## The task
Copy out each line of the data that contains "Would".

## Extracted entries

=-=-=-=-=

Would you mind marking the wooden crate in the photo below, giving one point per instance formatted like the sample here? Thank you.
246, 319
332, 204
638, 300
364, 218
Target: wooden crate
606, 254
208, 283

=-=-=-=-=

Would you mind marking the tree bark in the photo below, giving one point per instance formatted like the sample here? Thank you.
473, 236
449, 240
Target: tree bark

=-=-=-=-=

## Exercise output
Would you mind marking the wooden crate in the photo below, giving one point per instance formatted like the sample here? Thank you.
Would you mind marking the tree bark in the photo below, giving one point per instance formatted like the sample here? Thank you.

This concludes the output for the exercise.